▶ [The task]
Please copy out all of the material below, reproducing every line word for word.

▶ [Source records]
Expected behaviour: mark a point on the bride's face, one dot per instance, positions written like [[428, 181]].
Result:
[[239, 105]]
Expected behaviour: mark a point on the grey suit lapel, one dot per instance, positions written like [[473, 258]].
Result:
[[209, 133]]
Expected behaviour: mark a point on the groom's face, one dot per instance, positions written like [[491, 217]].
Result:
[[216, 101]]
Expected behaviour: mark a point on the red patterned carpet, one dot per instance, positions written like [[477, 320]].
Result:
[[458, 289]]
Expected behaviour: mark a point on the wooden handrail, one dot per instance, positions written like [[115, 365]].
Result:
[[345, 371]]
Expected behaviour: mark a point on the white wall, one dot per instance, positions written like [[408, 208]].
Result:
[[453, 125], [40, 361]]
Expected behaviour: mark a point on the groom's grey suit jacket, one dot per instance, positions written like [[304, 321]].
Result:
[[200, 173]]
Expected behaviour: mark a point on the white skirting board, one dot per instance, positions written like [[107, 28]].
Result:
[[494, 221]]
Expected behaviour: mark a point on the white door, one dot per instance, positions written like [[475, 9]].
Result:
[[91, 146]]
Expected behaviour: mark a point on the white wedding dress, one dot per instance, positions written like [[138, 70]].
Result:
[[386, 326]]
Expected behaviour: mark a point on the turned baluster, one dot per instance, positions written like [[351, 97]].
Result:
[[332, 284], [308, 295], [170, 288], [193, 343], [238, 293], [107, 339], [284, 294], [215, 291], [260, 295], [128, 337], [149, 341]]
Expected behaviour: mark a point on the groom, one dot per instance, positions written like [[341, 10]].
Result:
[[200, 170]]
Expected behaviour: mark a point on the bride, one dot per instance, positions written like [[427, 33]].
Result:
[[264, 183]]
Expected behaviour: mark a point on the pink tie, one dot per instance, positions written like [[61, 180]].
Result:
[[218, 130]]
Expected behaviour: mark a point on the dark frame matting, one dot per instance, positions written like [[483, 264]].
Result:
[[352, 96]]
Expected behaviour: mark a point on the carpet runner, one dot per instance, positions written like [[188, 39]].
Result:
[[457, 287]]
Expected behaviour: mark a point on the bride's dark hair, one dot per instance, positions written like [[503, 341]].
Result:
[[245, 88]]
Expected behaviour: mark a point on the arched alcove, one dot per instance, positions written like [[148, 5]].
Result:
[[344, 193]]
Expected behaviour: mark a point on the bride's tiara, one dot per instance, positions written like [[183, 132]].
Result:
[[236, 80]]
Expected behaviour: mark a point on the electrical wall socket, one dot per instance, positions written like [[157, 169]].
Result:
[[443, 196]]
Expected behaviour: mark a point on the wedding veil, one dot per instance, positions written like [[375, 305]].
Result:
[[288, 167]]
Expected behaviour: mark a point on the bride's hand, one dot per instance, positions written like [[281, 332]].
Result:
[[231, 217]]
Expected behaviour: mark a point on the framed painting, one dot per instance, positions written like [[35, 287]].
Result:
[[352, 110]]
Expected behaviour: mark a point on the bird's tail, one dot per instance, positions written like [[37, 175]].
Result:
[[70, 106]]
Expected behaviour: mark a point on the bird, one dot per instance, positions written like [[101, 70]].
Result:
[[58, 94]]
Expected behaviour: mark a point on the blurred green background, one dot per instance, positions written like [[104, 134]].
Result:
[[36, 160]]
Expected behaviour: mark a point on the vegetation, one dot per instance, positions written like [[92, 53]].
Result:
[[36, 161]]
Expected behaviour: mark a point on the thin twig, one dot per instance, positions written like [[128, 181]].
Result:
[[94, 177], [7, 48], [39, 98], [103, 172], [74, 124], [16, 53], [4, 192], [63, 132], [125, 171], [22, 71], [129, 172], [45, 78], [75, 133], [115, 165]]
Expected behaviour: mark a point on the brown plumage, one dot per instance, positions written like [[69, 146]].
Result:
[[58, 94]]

▶ [Written solution]
Expected behaviour: mark a point on the bride's face, one dot per instance, positions written like [[428, 181]].
Result:
[[239, 105]]
Expected behaviour: mark a point on the grey suit lapel, one dot per instance, positions written like [[473, 258]].
Result:
[[209, 133]]
Expected behaviour: mark a point on the groom's face, one dot per instance, positions written like [[491, 217]].
Result:
[[216, 101]]
Expected behaviour: mark a point on the red patterned carpet, one dot per instance, positions written like [[477, 320]].
Result:
[[458, 289]]
Expected behaviour: mark a point on the wooden handrail, one dot per instance, positions written like [[115, 365]].
Result:
[[345, 371]]
Expected behaviour: mark a point on the white wall, one dot per instance, positions written like [[408, 208]].
Result:
[[453, 125], [40, 361]]
Expected behaviour: mark a point on the groom's grey suit jacket, one dot per instance, positions written like [[304, 321]].
Result:
[[200, 173]]
Expected behaviour: mark a point on the white skirting board, one dot per instance, positions written like [[107, 28]].
Result:
[[494, 221]]
Expected behaviour: mark a point on the white door, one dot per instance, positions written like [[475, 9]].
Result:
[[91, 146]]
Expected behaviour: mark a point on the white wedding dress, one dot per instance, positions written like [[138, 70]].
Result:
[[386, 326]]
Expected behaviour: mark a point on the turned baluster, one dot per instance, positions written like [[351, 97]].
Result:
[[332, 284], [308, 295], [170, 288], [193, 343], [238, 293], [107, 339], [284, 294], [215, 291], [260, 295], [128, 337], [149, 341]]
Expected behaviour: mark a point on the groom, one dot per instance, positions written like [[341, 10]].
Result:
[[200, 170]]
Expected behaviour: mark a point on the bride, one dot per instance, positions written like [[427, 33]].
Result:
[[264, 183]]
Expected behaviour: mark a point on the pink tie, one dot per instance, positions written like [[61, 180]].
Result:
[[218, 130]]
Expected behaviour: mark a point on the dark frame matting, one dot per instance, positions written like [[483, 264]].
Result:
[[352, 96]]
Expected behaviour: mark a point on the carpet runner, one dot per instance, positions written like [[188, 39]].
Result:
[[457, 287]]
Expected behaviour: mark a point on the bride's dark hair, one dot per instance, positions written like [[503, 341]].
Result:
[[245, 88]]
Expected behaviour: mark a point on the arched alcove, one dot per instance, positions written like [[148, 5]].
Result:
[[344, 193]]
Expected behaviour: mark a point on the bride's tiara, one dot per instance, positions written like [[183, 132]].
Result:
[[236, 80]]
Expected behaviour: mark a point on the electrical wall socket, one dot per instance, positions written like [[157, 169]].
Result:
[[443, 196]]
Expected behaviour: mark a point on the wedding veil, one dot per instance, positions written like [[375, 305]].
Result:
[[288, 167]]
Expected behaviour: mark a point on the bride's hand, one dot per instance, positions written like [[281, 332]].
Result:
[[231, 217]]
Expected behaviour: mark a point on the framed painting, one dot per instance, positions written like [[35, 287]].
Result:
[[352, 110]]
Expected behaviour: mark a point on the bird's tail, one dot per instance, positions written like [[37, 175]].
Result:
[[70, 106]]
Expected behaviour: mark a point on the bird, one dot per instance, positions written like [[101, 70]].
Result:
[[58, 94]]
Expected behaviour: mark a point on the blurred green background, one dot per instance, positions written like [[104, 134]].
Result:
[[36, 160]]
Expected behaviour: mark a point on the vegetation, one dot per instance, positions written like [[92, 53]].
Result:
[[36, 161]]
Expected behaviour: mark a point on the thin twig, one dot per instance, positions written like [[128, 181]].
Result:
[[94, 177], [7, 48], [39, 98], [103, 172], [74, 124], [16, 53], [4, 192], [63, 132], [125, 171], [22, 71], [129, 172], [45, 78], [75, 133], [115, 165]]
Expected behaviour: mark a point on the brown plumage, one dot per instance, positions written like [[69, 146]].
Result:
[[58, 94]]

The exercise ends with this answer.